PASSAGE TO READ
-------
Sell-Side Tax Considerations - Three Best Practices to Maximize Deal Value

March 2019

Alexander Mayberry, Tax Senior Manager – Transaction Advisory Services, BDO USA, LLP
B. Nathaniel Collins, Partner – Transaction Advisory Services, BDO USA, LLP

2018 proved to be a strong year for the domestic M&A market, and the outlook for domestic M&A activity in 2019 remains positive despite investor concerns regarding U.S. trade policy and economic uncertainty. Abundant cash, unprecedented equity valuations, and low interest rates are expected to continue to fuel a robust deal market for both corporate buyers and private equity groups. These market indicators appear to signal that 2019 may remain an optimal time to sell.
 
M&A has not only been fueled by an abundance of capital but has been driven in large part by the disruption created from technology and innovation. This disruption has created a sense of urgency to streamline corporate structures, reduce complexity, and focus on core activities. As a result of this rapid transformation among industries, geographies, and organizations, many businesses are considering divesting of non-core activities in an effort to focus resources exclusively on core operations. Dispositions of non-core business lines has also been fueled by U.S. tax reform, as a lower U.S. corporate income tax rate has reduced the tax leakage resulting from divestitures. 
 
These changes in the economic landscape and market conditions will result in many businesses and investors selling during 2019. As sellers prepare for a transaction, a thorough understanding of the tax aspects of the disposition is critical in order to maximize after-tax proceeds and ensure a timely and efficient deal process.
-------
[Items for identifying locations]
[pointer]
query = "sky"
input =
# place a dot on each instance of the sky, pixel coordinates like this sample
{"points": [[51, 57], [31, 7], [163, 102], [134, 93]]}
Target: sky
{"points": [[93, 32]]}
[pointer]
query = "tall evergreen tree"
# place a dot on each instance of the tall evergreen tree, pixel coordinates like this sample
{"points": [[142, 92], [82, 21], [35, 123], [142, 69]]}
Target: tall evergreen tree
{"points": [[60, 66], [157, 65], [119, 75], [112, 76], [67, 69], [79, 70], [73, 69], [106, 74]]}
-------
WHAT TO WORK ON
Please translate this sentence from the article on sell-side tax considerations into Spanish: "These market indicators appear to signal that 2019 may remain an optimal time to sell."

OUTPUT
Estos indicadores del mercado parecen señalar que 2019 podría seguir siendo un momento óptimo para vender.